— Dataset entries —
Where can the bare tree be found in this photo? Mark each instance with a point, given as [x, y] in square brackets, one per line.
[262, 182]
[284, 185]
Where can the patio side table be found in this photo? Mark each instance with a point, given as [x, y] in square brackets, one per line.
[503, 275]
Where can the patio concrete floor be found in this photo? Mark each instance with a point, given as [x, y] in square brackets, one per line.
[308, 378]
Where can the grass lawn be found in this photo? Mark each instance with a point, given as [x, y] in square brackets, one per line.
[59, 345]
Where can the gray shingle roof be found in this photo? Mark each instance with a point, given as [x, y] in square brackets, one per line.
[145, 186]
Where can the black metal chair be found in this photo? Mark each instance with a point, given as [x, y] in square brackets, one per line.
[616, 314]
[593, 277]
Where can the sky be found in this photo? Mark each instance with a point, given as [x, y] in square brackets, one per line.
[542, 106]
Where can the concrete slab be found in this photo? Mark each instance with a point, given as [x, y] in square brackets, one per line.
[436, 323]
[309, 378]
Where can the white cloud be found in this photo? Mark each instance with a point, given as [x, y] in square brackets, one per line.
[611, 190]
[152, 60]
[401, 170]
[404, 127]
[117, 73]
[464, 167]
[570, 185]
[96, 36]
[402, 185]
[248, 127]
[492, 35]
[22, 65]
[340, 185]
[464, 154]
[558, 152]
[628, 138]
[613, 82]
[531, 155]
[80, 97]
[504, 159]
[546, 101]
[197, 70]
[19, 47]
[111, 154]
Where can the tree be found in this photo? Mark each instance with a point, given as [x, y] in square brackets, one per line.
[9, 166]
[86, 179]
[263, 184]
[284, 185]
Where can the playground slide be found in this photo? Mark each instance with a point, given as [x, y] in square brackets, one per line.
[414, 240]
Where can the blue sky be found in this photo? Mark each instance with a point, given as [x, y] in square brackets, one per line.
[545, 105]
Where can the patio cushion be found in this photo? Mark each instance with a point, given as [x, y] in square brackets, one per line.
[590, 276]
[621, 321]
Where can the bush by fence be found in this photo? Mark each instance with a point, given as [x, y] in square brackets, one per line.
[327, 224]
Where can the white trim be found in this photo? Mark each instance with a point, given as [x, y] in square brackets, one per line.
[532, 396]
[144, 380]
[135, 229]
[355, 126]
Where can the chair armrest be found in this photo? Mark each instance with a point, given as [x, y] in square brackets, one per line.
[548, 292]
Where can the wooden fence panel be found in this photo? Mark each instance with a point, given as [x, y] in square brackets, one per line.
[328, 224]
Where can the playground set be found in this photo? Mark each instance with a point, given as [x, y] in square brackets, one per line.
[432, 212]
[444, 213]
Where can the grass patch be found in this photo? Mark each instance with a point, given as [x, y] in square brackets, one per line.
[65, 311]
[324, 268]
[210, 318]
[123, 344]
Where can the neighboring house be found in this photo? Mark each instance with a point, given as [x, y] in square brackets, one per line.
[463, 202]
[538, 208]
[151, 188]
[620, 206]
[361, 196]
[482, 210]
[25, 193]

==

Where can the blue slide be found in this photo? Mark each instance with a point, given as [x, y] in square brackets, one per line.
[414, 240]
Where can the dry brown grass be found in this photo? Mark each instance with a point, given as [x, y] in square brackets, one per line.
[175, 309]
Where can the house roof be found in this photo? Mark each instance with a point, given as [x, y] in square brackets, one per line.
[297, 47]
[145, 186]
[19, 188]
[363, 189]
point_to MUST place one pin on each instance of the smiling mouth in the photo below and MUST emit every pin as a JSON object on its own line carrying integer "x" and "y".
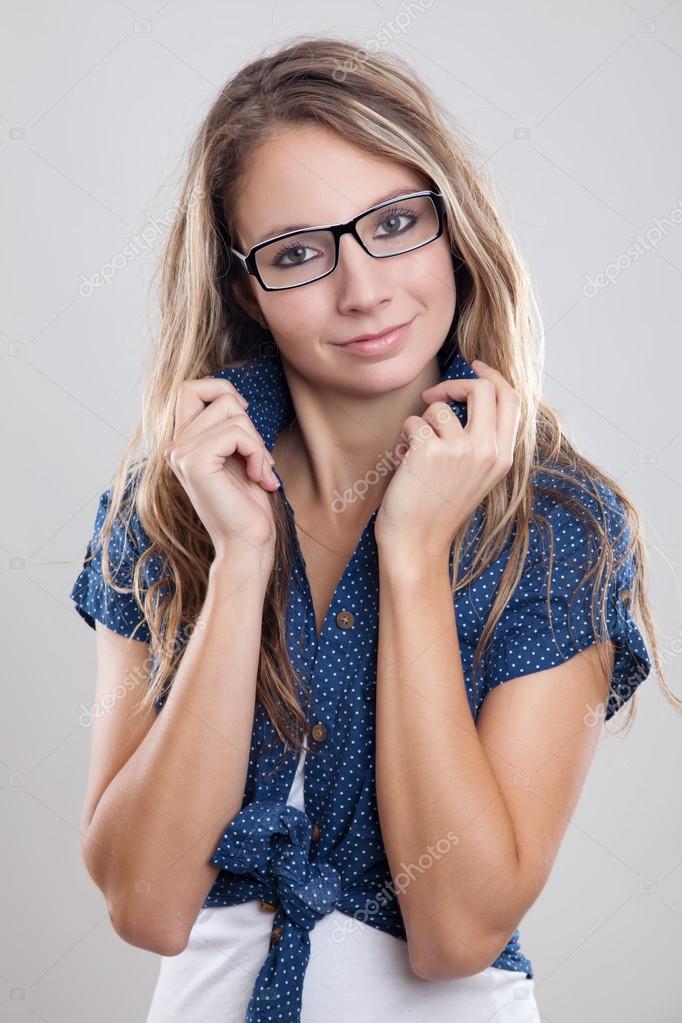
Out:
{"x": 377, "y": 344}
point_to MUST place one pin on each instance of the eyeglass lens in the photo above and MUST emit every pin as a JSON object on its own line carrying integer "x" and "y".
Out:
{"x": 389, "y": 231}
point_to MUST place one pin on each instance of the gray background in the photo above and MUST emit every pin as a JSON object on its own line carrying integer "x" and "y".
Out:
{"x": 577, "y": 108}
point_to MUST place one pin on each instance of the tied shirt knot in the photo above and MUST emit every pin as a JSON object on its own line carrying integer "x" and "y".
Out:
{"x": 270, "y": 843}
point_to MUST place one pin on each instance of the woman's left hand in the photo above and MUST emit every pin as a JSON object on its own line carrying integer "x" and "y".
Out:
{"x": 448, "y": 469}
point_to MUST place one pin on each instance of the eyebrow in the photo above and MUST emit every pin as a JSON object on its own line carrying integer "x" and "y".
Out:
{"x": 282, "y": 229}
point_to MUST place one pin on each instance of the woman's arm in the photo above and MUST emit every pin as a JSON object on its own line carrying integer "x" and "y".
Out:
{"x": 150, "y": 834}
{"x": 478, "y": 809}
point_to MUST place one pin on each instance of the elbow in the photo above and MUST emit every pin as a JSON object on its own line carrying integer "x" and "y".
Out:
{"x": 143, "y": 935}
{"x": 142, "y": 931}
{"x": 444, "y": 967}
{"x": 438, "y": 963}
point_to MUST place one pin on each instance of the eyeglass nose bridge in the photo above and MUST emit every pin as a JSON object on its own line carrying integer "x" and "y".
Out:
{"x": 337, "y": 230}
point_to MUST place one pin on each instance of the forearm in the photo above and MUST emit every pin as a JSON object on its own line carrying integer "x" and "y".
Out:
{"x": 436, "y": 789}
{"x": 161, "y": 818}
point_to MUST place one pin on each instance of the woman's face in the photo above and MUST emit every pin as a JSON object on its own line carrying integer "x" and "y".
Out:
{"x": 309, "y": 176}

— AIM OF THE EXERCISE —
If a line in the entries contains "above", copy it.

— RESPONSE AREA —
point_to MUST place one pin on each instance of the eyeglass lens in the photo above and MUST emit every pin as a JSON object on its own line carrying integer "x" and "y".
point_to MUST place one pin on each instance of the gray background in the photo above and MUST emit every pin as a JSON object on its own line carrying integer "x" and "y".
point_to MUST place one pin on each instance of the tied shirt knot in the photo above and MUST emit every pin as a JSON object on its own line carrying integer "x" and "y".
point_to MUST place one pin on each instance of the woman's left hand in the photo above and MUST emit every pin as a JSON object on its own line carrying integer "x" and "y".
point_to MUST place one pin on each instance of the eyebrow in the photo above and MUST emit every pin as a JSON object on its own line carrying integer "x" and "y".
point_to MUST place one pin on each instance of the woman's arm in the photo above and MUST emit every pin as a JSON object on its own line carrying integer "x" and "y".
point_to MUST place one pin on each instance of the elbow in the photo above and MUST emit every pin as a JSON object on its own line carrying integer "x" and "y".
point_to MUST place one pin on each instance of the eyeglass nose bridge in the photo above and MUST emit every pin as a JSON object on its own line carrying integer "x" and "y".
point_to MUST place one pin on each instance of the forearm in the photo above and MUST emit every pin as a JSON object on its own line carrying integer "x" and "y".
point_to MUST place one pin on each instance of the woman's face in the photo above and MUST emit every pin as a JSON object on its own line carrying integer "x" and "y".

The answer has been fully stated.